■ Short problem ■
Output the line that contains "Reviewer note: check that every instance of the window" and every line after it to the end of the entries, with nothing added or left out.

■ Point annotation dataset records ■
:::::
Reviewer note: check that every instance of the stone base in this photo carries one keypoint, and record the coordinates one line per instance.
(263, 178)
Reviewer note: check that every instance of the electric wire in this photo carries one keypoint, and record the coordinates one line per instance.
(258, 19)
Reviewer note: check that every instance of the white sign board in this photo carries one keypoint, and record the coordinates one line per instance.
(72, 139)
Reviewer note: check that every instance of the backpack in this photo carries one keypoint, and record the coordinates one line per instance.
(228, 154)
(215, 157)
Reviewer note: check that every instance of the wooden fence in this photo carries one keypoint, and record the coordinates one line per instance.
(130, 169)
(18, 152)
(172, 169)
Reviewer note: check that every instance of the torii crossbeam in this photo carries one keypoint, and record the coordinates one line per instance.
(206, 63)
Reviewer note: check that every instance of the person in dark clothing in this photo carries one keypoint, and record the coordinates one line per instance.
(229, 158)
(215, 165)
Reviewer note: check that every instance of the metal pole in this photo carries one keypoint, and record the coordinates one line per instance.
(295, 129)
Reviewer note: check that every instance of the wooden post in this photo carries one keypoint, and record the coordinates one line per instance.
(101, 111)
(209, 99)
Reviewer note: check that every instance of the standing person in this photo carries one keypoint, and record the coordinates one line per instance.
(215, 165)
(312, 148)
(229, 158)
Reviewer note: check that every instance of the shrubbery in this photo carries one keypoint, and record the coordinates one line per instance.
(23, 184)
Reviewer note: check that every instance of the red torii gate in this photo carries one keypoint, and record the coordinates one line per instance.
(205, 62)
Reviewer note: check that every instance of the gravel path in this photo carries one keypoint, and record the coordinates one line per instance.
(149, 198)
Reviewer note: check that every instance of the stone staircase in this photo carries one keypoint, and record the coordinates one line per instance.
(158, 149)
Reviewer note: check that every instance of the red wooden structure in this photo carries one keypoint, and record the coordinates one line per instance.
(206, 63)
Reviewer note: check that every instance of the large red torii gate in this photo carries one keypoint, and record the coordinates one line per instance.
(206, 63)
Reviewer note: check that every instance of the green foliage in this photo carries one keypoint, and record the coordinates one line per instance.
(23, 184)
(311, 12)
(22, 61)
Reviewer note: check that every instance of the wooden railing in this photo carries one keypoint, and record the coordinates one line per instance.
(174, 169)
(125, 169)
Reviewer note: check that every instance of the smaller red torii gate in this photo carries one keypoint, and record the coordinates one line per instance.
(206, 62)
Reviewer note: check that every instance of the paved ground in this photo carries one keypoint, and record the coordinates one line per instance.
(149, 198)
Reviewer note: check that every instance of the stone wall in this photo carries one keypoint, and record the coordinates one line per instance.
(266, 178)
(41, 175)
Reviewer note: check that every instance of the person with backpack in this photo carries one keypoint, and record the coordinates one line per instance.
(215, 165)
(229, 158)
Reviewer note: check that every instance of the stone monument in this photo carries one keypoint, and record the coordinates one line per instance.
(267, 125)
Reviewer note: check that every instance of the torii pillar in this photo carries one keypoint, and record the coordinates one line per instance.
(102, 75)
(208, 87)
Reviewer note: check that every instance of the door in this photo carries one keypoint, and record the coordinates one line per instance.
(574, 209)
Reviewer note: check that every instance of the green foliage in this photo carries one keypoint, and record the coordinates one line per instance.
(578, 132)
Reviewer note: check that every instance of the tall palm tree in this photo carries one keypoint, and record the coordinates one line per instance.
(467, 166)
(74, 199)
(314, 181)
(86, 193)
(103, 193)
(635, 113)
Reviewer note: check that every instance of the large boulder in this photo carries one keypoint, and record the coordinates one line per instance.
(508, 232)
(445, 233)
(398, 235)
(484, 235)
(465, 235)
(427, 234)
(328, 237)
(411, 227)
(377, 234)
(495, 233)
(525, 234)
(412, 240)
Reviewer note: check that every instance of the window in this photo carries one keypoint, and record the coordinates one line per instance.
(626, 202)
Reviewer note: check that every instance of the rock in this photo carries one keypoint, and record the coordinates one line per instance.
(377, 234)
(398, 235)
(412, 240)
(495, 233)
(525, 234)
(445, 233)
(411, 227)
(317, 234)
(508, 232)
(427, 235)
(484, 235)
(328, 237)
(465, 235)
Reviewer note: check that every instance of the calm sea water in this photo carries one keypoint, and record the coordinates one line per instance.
:::::
■ Exercise response ■
Reviewer note: check that every instance of the window in this photo carries one keypoint, and record the coordinates one line per instance.
(626, 202)
Reviewer note: check that every instance of the rock in this photo carries one keypoint, and record the coordinates one line per instance.
(377, 234)
(398, 235)
(412, 240)
(495, 233)
(525, 234)
(445, 233)
(411, 227)
(317, 234)
(508, 232)
(427, 235)
(484, 235)
(328, 237)
(465, 235)
Reviewer note: check that every instance of the calm sea water in this photo carries one keypoint, and record the coordinates one line per instance.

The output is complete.